-- Begin Provided information --

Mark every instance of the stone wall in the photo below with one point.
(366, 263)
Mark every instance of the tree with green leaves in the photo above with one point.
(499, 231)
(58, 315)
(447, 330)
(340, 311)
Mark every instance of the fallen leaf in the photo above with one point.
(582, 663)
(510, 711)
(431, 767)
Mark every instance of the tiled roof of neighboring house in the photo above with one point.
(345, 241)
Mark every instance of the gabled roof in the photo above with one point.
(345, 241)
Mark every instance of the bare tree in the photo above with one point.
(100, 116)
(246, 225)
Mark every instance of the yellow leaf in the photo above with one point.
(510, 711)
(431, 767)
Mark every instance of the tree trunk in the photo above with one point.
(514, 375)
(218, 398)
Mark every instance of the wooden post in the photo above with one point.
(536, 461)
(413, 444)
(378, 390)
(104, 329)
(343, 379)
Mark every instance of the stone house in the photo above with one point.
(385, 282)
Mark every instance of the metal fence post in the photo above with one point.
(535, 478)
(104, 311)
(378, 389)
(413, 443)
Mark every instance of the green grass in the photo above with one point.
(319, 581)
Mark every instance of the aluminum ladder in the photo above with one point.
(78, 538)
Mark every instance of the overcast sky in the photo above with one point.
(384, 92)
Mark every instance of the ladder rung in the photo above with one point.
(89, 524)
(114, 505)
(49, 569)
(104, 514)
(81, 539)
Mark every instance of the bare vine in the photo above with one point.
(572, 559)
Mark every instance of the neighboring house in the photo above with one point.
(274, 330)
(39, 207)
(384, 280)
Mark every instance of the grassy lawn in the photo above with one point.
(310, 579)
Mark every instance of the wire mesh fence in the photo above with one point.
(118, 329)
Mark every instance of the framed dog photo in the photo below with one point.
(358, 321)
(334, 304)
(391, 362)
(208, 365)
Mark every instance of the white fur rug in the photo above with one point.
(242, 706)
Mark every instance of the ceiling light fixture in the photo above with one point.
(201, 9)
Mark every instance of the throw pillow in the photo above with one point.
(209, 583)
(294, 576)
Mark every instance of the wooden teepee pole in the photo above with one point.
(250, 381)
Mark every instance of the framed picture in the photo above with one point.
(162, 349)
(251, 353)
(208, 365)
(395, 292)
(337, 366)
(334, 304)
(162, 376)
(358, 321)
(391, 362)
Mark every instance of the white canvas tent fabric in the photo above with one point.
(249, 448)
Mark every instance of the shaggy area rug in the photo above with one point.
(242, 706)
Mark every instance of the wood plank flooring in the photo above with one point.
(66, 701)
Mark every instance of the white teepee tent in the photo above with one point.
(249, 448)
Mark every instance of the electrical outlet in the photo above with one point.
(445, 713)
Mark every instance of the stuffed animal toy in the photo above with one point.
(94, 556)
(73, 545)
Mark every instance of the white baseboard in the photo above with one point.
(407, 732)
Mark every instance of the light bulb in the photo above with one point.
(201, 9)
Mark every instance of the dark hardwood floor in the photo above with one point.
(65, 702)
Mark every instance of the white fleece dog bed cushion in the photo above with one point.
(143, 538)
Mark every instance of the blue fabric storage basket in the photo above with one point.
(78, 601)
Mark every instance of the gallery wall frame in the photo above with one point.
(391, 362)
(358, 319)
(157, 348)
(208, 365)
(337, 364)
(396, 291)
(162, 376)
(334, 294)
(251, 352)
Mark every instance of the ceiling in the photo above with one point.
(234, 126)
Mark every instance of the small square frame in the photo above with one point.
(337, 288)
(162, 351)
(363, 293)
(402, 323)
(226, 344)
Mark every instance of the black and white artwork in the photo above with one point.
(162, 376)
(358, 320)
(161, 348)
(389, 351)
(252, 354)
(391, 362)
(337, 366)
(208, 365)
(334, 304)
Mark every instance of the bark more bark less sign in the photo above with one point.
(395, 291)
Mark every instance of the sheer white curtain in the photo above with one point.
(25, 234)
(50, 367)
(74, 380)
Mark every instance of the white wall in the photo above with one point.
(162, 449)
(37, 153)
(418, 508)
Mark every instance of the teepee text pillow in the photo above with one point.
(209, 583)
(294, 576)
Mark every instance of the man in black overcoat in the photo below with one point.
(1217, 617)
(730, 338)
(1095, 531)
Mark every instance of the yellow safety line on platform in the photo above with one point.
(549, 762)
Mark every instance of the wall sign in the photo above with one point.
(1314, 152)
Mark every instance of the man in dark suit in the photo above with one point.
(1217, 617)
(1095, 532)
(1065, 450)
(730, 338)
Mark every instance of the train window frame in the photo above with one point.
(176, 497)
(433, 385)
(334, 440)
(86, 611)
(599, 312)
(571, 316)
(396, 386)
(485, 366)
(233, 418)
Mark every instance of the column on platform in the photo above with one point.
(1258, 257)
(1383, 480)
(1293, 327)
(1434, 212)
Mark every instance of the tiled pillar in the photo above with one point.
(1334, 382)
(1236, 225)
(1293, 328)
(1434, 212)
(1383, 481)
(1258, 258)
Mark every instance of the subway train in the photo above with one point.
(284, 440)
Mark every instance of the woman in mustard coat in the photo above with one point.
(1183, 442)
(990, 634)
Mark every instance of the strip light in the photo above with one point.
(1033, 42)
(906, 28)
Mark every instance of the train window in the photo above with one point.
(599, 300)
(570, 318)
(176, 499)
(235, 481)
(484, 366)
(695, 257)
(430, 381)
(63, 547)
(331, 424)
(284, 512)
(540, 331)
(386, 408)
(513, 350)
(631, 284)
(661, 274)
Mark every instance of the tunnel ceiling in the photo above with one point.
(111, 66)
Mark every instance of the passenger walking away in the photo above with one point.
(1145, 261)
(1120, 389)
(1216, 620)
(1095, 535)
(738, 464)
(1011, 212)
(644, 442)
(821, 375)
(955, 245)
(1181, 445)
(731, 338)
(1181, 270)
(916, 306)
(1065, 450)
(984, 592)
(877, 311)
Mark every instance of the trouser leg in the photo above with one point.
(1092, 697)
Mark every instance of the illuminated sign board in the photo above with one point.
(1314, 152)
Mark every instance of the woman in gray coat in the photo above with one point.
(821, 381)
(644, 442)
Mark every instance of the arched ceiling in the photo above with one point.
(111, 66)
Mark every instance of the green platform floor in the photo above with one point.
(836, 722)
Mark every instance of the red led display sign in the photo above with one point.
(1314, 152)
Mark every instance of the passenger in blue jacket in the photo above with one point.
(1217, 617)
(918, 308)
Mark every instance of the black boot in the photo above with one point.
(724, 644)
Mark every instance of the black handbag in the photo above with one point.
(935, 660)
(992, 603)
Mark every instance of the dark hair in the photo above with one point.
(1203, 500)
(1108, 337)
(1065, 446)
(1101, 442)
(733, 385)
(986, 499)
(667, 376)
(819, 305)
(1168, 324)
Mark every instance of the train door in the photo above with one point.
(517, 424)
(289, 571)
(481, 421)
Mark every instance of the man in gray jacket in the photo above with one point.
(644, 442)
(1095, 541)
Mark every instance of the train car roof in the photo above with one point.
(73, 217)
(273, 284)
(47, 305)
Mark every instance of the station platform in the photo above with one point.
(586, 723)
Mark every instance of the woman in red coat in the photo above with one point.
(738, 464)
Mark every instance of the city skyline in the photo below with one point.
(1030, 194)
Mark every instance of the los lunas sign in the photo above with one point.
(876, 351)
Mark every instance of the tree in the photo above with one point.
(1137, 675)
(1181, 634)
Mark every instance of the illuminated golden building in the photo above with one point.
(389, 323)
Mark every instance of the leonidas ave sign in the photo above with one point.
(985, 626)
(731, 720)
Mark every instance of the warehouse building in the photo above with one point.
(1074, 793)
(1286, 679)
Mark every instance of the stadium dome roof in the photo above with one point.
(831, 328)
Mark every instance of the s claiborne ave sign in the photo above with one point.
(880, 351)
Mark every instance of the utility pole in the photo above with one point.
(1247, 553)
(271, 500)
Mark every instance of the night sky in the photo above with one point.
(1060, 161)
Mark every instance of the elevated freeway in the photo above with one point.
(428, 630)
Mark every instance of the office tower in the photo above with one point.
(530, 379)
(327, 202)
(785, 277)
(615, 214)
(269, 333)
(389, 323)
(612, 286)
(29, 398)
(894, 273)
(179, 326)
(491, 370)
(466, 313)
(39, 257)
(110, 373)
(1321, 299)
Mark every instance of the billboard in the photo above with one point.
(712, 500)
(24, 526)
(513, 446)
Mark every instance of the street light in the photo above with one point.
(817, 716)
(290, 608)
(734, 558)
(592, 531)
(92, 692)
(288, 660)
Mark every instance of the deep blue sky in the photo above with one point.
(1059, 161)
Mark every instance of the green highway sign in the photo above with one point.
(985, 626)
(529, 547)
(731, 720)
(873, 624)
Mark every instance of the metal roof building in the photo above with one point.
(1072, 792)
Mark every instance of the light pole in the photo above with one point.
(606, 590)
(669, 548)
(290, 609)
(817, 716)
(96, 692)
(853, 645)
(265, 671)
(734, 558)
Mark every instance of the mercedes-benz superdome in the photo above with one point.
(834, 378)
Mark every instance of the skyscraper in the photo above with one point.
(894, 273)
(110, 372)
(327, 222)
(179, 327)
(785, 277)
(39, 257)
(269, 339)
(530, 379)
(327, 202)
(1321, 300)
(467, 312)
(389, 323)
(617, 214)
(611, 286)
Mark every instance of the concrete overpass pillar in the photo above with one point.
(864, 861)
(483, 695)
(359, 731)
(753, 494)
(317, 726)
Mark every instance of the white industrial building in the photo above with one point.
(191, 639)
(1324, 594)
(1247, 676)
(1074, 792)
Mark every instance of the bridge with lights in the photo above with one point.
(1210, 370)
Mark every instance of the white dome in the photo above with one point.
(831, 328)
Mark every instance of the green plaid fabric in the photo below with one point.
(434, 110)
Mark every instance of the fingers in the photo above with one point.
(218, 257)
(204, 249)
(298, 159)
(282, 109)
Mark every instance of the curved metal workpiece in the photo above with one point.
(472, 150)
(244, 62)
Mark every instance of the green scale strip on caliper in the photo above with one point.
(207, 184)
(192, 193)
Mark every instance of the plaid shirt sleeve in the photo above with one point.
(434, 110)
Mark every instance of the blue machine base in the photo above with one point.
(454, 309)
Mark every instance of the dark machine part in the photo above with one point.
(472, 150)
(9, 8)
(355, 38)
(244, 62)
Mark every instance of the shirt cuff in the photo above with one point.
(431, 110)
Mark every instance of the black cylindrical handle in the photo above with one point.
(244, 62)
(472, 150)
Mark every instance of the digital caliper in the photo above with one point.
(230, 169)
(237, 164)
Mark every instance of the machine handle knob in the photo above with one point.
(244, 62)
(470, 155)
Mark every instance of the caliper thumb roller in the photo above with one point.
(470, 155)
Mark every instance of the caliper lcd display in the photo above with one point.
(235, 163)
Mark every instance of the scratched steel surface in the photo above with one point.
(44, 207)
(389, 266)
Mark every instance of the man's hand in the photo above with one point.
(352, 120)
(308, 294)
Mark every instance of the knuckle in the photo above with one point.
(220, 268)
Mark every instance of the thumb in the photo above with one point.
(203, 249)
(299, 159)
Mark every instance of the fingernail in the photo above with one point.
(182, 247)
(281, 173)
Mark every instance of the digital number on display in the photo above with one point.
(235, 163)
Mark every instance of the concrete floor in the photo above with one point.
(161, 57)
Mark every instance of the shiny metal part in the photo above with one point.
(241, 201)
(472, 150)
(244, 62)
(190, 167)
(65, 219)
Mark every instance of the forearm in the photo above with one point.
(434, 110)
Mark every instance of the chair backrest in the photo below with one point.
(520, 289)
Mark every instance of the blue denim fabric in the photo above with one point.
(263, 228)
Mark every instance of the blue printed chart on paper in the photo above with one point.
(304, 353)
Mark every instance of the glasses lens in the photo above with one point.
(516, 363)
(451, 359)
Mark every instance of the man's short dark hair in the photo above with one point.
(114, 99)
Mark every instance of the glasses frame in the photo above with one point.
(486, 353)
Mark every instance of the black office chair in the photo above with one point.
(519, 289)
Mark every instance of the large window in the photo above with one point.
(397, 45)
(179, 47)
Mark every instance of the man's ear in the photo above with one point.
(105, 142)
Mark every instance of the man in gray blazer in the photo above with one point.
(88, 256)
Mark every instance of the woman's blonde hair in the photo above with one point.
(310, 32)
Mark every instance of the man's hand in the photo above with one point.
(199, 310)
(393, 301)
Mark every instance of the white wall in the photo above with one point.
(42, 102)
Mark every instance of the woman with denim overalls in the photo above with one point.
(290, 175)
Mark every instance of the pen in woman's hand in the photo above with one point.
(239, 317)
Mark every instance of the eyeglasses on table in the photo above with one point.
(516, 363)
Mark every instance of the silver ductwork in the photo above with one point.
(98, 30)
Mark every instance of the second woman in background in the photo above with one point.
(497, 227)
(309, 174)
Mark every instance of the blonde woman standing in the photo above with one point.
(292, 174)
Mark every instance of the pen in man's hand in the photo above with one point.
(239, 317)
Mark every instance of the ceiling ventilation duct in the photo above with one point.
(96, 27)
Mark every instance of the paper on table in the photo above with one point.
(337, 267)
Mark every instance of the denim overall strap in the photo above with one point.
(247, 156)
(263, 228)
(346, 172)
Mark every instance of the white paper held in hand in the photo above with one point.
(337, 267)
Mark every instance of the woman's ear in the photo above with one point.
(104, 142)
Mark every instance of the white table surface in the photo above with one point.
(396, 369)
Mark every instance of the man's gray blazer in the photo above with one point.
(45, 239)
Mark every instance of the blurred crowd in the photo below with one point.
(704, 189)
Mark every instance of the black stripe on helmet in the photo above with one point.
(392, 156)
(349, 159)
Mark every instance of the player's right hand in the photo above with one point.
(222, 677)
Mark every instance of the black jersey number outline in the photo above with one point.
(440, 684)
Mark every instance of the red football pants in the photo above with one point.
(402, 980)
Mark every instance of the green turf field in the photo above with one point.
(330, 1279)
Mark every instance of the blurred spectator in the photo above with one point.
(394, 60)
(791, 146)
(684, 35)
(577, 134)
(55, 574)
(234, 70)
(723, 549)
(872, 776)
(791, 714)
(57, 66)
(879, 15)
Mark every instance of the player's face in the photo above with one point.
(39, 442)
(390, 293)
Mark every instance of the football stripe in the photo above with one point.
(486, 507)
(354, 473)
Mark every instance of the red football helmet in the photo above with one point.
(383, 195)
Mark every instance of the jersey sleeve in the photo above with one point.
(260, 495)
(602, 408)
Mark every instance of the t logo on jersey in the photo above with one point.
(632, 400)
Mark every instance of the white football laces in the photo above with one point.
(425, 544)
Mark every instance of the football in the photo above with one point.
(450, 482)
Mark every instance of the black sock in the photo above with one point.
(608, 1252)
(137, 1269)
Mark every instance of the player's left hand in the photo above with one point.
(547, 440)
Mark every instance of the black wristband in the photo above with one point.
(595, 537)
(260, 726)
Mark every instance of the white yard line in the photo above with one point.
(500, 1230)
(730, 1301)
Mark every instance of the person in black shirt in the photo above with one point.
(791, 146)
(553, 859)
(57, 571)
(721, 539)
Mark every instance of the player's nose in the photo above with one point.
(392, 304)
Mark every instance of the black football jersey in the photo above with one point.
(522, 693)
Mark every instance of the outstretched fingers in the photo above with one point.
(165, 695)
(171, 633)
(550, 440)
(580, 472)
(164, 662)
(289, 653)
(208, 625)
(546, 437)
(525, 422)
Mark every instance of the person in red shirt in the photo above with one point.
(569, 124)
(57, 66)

-- End Provided information --

__What is being asked__:
Locate the line that contains "Mark every instance of the white yard". Repeat it and every line after it, up to and including the final line, exactly.

__Answer for this exercise__:
Mark every instance of the white yard line in the photo above with one point.
(500, 1230)
(730, 1301)
Mark every instance of the person in black shirt in the photo above with one point.
(791, 146)
(553, 859)
(57, 571)
(721, 539)
Mark every instance of the player's nose in the photo above with one point.
(392, 304)
Mark every instance of the black football jersey in the photo above with one point.
(522, 693)
Mark every instance of the outstretched fingers in the photo above with one point.
(165, 695)
(171, 633)
(550, 440)
(580, 472)
(164, 662)
(289, 653)
(208, 625)
(546, 437)
(525, 422)
Mark every instance of the person in red shirt in the photo above with one point.
(569, 124)
(57, 66)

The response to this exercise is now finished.